• **Work to be completed**: Could you filter the records below and keep only the lines with the word "flowers"?

• **Data to process**:
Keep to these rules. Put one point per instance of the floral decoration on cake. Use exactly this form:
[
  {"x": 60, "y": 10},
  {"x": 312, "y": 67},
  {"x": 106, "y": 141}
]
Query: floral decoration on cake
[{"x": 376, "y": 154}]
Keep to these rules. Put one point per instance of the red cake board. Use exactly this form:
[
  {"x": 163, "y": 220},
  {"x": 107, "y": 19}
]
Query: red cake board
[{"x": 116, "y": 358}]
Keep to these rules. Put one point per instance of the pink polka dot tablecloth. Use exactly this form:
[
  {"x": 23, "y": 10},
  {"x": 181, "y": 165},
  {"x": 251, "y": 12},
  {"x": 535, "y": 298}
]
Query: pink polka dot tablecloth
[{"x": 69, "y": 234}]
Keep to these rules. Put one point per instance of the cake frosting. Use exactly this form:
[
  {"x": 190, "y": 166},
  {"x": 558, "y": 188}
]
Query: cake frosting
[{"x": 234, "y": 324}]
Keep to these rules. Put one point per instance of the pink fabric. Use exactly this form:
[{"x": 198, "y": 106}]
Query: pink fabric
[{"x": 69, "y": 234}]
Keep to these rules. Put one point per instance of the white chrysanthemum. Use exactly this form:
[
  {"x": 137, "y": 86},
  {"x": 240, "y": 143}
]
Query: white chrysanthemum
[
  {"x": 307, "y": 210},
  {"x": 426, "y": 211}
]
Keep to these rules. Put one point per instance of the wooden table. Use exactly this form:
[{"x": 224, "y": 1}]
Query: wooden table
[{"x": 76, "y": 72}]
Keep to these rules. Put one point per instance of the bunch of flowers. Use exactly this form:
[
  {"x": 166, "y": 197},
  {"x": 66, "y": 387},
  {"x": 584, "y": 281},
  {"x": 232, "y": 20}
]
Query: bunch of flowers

• **Answer to the exercise**:
Keep to these rules. Put one point per instance of the bunch of flowers. Use exactly this form:
Query: bunch of flowers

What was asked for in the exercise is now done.